> _Passage provided_:
--

Erasmus Wilson.  Nerves of the neck and mouth . Lithograph, with watercolor, by William Fairland. Plate to: Jones Quain and William J.E. Wilson,  The nerves of the human body , London: Taylor and Walton, 1839. Credit:  Wellcome Collection .  CC BY

Erasmus Wilson. Nerves of the neck and mouth. Lithograph, with watercolor, by William Fairland. Plate to: Jones Quain and William J.E. Wilson, The nerves of the human body, London: Taylor and Walton, 1839. Credit: Wellcome Collection. CC BY

Pathographies: sensation, susceptibility, and desire in Nineteenth-Century America

“Pathographies” (in progress) reads an understudied archive of hospital captivity narratives to understand the proliferation of diagnostic categories in the nineteenth century aiming to account for strange affective experiences. I develop pathographia as a critical term to describe a medico-literary practice that ratifiesat the intersection of life writing and asylum narrative, the symptomatological subject as an author of neurological reality. Toward this end, my book moves from sensation (aesthesis) to susceptibility (sthenia) to desire (orexis), theorizing the narrativity of affective life beyond popular nineteenth-century cognitive models of sense, perception, and volition. Indeed, the alternative taxonomies my book suggests de-pathologize incongruous cognitive processes and disarticulate them from the mandate for classically cohesive thought, engendering a new sensorium, and with it, newly legible narratives of previously unaccounted perceptive experience.

Building on recent scholarship exploring the therapeutic possibilities of life narrative, I demonstrate how literary narratives of the nineteenth century mobilized contemporaneous diagnoses, including mania, hysteria, neurasthenia, and anorexia, to unsettle empiricist and masculine understandings of cognition. To this end, I place asylum narratives, memoirs, and experimental forms of life writing by authors such as Elizabeth Packard, Emily Dickinson, Elizabeth Stoddard, and Charlotte Perkins Gilman in dialogue with psychological treatises from Benjamin Rush to William James. While canonical literary and clinical texts tended to depict civic sensibility as a capacity of sensorial differentiation that was available almost exclusively to white men, the pathographic texts in my archive reveal a feminized sphere of letters that challenges patriarchal constructions of knowledge. Just as significantly, they present alternative and civically inclusive epistemologies. Along these lines, my book contextualizes contemporary feminist action, from Nasty Women to the #MeToo movement, in terms of the long history of pathologized femininity.

--

> _Data for review_:
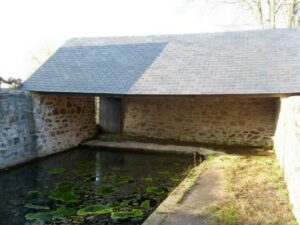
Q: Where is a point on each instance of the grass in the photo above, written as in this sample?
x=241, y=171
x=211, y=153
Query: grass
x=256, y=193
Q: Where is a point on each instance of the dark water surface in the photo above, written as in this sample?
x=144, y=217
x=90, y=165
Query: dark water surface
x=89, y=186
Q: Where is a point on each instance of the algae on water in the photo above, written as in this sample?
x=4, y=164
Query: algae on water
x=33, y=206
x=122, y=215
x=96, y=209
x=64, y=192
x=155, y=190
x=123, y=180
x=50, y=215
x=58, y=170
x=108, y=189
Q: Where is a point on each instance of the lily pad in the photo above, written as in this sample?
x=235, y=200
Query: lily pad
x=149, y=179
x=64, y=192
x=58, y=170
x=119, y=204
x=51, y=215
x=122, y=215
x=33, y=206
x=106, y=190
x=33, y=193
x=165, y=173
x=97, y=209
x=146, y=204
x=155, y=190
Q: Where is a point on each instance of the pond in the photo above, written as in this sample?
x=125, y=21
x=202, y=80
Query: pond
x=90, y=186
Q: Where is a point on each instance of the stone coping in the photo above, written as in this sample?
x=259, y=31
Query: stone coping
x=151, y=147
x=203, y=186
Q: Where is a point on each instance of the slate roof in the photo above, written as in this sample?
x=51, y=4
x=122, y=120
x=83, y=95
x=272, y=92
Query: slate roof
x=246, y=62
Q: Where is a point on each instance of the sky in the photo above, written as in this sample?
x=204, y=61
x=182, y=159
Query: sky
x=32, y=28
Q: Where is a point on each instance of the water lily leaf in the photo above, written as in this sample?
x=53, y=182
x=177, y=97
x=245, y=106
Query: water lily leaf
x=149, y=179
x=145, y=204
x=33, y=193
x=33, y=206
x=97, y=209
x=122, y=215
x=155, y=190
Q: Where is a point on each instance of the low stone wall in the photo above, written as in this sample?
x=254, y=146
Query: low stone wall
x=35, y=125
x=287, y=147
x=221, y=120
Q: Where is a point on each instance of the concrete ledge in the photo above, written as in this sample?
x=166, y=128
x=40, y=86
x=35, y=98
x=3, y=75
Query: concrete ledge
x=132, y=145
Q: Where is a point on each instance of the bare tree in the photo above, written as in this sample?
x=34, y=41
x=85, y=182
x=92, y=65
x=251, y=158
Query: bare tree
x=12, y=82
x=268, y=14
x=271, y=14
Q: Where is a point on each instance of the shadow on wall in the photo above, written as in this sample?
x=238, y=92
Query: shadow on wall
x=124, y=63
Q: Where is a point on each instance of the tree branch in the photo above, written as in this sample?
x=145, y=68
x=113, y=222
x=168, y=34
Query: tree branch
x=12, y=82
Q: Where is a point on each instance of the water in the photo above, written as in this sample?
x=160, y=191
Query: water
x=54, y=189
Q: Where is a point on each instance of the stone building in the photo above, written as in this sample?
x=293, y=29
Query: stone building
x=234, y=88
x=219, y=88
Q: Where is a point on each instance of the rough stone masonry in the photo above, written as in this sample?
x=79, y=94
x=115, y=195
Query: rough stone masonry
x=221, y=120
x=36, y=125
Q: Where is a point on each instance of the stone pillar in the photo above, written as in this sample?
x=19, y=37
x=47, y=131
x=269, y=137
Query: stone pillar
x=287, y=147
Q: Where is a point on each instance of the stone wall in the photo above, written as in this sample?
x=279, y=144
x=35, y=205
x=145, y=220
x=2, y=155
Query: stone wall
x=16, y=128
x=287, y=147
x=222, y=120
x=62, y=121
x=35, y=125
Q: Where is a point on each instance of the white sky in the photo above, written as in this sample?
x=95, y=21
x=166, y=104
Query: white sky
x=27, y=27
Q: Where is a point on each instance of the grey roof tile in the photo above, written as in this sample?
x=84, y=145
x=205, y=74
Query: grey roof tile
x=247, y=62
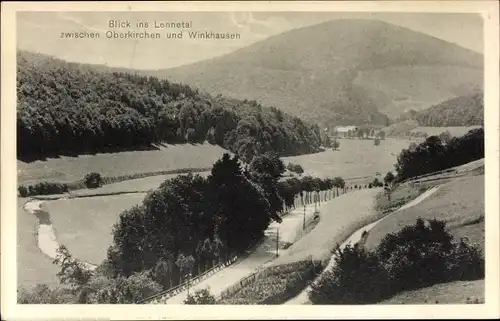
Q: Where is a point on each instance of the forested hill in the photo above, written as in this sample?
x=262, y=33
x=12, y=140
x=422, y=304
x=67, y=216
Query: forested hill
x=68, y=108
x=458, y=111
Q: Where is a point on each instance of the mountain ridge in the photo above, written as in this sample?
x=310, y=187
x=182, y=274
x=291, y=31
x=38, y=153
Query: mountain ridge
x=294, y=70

--

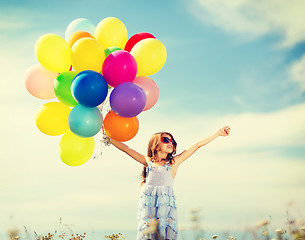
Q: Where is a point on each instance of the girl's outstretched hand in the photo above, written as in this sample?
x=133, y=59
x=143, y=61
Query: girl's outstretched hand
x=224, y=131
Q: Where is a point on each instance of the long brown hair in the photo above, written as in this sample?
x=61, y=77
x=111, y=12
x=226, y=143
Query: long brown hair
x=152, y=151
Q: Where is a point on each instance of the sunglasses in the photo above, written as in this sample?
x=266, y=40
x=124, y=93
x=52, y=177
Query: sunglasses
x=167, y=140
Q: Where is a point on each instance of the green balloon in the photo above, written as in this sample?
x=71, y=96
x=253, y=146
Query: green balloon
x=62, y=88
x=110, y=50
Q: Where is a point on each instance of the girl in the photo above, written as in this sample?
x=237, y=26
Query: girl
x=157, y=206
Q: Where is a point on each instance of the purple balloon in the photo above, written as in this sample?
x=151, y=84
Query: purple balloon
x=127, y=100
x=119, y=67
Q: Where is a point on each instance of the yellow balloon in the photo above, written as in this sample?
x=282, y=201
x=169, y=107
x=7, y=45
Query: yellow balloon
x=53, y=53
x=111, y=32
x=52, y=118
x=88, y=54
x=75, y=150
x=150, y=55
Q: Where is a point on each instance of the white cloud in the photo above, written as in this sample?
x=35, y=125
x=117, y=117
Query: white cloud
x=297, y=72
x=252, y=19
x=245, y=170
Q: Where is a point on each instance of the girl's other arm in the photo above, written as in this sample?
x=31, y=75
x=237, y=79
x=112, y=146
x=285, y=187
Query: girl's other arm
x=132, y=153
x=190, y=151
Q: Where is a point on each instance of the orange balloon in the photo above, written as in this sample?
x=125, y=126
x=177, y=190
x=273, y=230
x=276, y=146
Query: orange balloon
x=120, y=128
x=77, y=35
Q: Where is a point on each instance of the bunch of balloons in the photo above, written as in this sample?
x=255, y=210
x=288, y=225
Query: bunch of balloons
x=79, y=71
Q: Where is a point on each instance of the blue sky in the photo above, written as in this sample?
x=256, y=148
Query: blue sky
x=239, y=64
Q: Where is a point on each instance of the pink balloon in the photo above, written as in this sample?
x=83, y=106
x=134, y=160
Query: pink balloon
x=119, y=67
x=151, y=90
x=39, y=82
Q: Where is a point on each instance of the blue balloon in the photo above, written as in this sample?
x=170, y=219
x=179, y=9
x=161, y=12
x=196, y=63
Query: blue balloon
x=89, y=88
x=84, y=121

--

> _Work request_:
Answer these from the Pathographies text:
(a) Who made the lithograph of the nerves of the neck and mouth?
(b) What three things does the book move through, in order?
(c) Which four diagnoses does the text name?
The listing comes from a different source than the Pathographies text.

> _Solution to the problem_:
(a) William Fairland
(b) Sensation (aesthesis), susceptibility (sthenia), and desire (orexis)
(c) Mania, hysteria, neurasthenia, and anorexia